GIVEN EXERCISE: Take the records underneath and set them down exactly.

PROVIDED DATA:
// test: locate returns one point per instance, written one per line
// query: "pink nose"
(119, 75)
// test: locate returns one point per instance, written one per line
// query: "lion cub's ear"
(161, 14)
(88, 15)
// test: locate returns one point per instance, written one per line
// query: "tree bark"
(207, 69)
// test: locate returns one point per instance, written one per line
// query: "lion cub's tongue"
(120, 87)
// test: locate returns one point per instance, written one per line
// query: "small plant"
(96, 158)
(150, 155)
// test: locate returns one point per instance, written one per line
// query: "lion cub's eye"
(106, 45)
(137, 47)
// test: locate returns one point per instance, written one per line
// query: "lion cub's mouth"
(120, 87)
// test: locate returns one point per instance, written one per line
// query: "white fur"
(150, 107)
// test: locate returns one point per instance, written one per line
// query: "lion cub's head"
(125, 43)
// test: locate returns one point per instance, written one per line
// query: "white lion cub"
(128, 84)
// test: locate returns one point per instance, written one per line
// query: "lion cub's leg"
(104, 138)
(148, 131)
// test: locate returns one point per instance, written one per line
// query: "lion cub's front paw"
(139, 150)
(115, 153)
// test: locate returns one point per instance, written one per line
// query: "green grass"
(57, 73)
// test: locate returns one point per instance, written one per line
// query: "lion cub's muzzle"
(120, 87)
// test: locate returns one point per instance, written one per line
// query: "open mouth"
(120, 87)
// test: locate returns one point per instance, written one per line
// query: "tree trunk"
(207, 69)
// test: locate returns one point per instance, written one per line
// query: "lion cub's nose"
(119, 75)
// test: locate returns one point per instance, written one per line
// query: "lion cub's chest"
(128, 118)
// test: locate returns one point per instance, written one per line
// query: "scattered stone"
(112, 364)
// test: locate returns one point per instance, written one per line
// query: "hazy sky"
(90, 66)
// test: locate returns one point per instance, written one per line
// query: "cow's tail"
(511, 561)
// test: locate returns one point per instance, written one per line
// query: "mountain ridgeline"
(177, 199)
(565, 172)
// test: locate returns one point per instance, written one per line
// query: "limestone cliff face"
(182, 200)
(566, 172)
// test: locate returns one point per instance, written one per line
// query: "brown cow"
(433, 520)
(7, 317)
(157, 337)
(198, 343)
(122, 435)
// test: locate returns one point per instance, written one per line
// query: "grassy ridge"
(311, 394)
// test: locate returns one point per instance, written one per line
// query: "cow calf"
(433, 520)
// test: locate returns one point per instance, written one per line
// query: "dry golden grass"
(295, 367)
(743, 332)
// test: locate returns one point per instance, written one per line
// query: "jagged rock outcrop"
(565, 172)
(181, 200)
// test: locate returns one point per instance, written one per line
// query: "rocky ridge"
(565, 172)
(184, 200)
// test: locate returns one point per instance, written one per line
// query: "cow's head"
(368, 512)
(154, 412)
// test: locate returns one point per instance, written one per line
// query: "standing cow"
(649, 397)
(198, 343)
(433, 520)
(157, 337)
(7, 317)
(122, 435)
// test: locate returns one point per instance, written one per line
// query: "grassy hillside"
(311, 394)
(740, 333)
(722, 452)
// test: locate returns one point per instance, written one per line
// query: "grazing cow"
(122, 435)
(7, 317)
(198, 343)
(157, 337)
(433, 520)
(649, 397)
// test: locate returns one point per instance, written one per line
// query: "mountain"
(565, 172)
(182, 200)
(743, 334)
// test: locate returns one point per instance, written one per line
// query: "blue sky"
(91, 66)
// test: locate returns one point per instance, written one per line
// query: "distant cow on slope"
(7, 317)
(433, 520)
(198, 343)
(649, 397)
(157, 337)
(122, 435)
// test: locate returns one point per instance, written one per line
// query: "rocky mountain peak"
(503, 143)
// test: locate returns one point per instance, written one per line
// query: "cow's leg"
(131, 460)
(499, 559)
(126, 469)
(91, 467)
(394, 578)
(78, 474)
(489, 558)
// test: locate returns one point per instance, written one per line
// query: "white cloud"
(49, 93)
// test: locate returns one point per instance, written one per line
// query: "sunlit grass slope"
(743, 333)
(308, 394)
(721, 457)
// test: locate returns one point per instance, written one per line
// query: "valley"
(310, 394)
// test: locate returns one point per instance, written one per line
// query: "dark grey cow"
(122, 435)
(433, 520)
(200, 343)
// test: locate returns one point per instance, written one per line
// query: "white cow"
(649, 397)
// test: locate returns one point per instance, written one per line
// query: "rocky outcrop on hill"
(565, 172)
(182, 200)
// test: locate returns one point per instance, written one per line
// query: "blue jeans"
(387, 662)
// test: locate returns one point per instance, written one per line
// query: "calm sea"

ANSWER BELOW:
// test: locate returns one point per instance, written one per line
// query: "pink nose"
(119, 75)
// test: locate returns one point per instance, written one per line
// query: "lion cub's ear"
(161, 14)
(88, 15)
// test: locate returns one point per instance, written one per line
// query: "tree bark"
(207, 69)
// test: locate returns one point per instance, written one per line
// query: "lion cub's tongue"
(120, 87)
// test: locate returns one point per instance, written one per line
// query: "small plant"
(96, 158)
(150, 155)
// test: locate returns one point per instance, written one per line
// query: "lion cub's eye"
(106, 45)
(137, 47)
// test: locate returns one point per instance, written one per line
// query: "lion cub's mouth"
(120, 87)
// test: locate returns one point per instance, written one per line
// query: "white fur"
(150, 107)
// test: locate returns one point per instance, written one per line
// query: "lion cub's head"
(125, 43)
// test: locate returns one point per instance, written one per line
// query: "white lion cub"
(128, 84)
// test: locate returns one point per instance, written one per line
// query: "lion cub's leg"
(104, 138)
(148, 131)
// test: locate returns one point per instance, written one per line
// query: "lion cub's front paw"
(139, 150)
(115, 153)
// test: locate returns one point per instance, written one per line
// query: "green grass"
(57, 73)
// test: locate returns one point per instance, written one per line
// query: "lion cub's muzzle"
(120, 87)
// test: locate returns one point per instance, written one per line
// query: "open mouth"
(120, 87)
// test: locate returns one point per instance, written one per line
// query: "tree trunk"
(207, 69)
// test: locate returns one point per instance, written one per line
// query: "lion cub's nose"
(119, 75)
// test: locate returns one point per instance, written one per line
// query: "lion cub's chest"
(128, 118)
// test: locate returns one point per instance, written one per line
// query: "scattered stone"
(112, 364)
// test: locate returns one point per instance, written one per line
// query: "hazy sky"
(90, 66)
// test: locate returns one point per instance, written one per line
// query: "cow's tail"
(511, 561)
// test: locate returns one point per instance, written one per line
// query: "mountain ridgeline"
(177, 199)
(565, 172)
// test: locate returns one point per instance, written one per line
// query: "limestone cliff face"
(182, 200)
(566, 172)
// test: locate returns one point per instance, written one per line
// query: "brown cow"
(433, 520)
(7, 317)
(157, 337)
(198, 343)
(122, 435)
// test: locate returns one point per instance, written one per line
// query: "grassy ridge"
(311, 394)
// test: locate returns one point per instance, written one per line
// query: "cow calf"
(433, 520)
// test: locate returns one point per instance, written one per line
// query: "dry golden grass"
(295, 367)
(743, 332)
// test: locate returns one point per instance, written one per line
// query: "jagged rock outcrop"
(565, 172)
(181, 200)
// test: locate returns one point per instance, written one per line
// query: "rocky ridge"
(565, 172)
(184, 200)
// test: locate returns one point per instance, written one per line
// query: "cow's head"
(368, 512)
(154, 412)
// test: locate returns one point per instance, written one per line
// query: "standing cow"
(649, 397)
(198, 343)
(433, 520)
(157, 337)
(7, 317)
(122, 435)
// test: locate returns one point per instance, written one per line
// query: "grassy hillside"
(311, 394)
(740, 333)
(722, 452)
// test: locate returns one point per instance, written one per line
// query: "grazing cow"
(122, 435)
(7, 317)
(198, 343)
(157, 337)
(433, 520)
(649, 397)
// test: locate returns one point per instance, written one per line
// query: "mountain"
(565, 172)
(182, 200)
(743, 334)
// test: locate returns one point per instance, written one per line
// query: "blue sky"
(91, 66)
// test: locate returns one point per instance, written one per line
// query: "distant cow on slope"
(7, 317)
(433, 520)
(198, 343)
(649, 397)
(157, 337)
(122, 435)
// test: locate returns one point per instance, written one per line
// query: "rocky mountain peak"
(503, 143)
// test: locate returns one point per instance, written one per line
// query: "cow's leg"
(131, 460)
(499, 559)
(126, 469)
(91, 467)
(394, 578)
(78, 474)
(489, 558)
// test: locate returns one point per instance, written one per line
// query: "white cloud"
(49, 93)
// test: locate returns one point per instance, written one per line
// query: "sunlit grass slope"
(743, 333)
(308, 394)
(721, 457)
// test: locate returns one point per instance, written one per line
// query: "valley"
(310, 394)
// test: locate returns one point per instance, written one per line
// query: "dark grey cow"
(122, 435)
(433, 520)
(200, 343)
// test: locate returns one point per instance, written one per line
// query: "white cow"
(649, 397)
// test: locate returns one point per instance, written one per line
// query: "rocky outcrop on hill"
(565, 172)
(182, 200)
// test: locate returns one point per instance, written one per line
// query: "blue jeans"
(387, 662)
// test: locate returns one point per instance, written one per line
// query: "calm sea"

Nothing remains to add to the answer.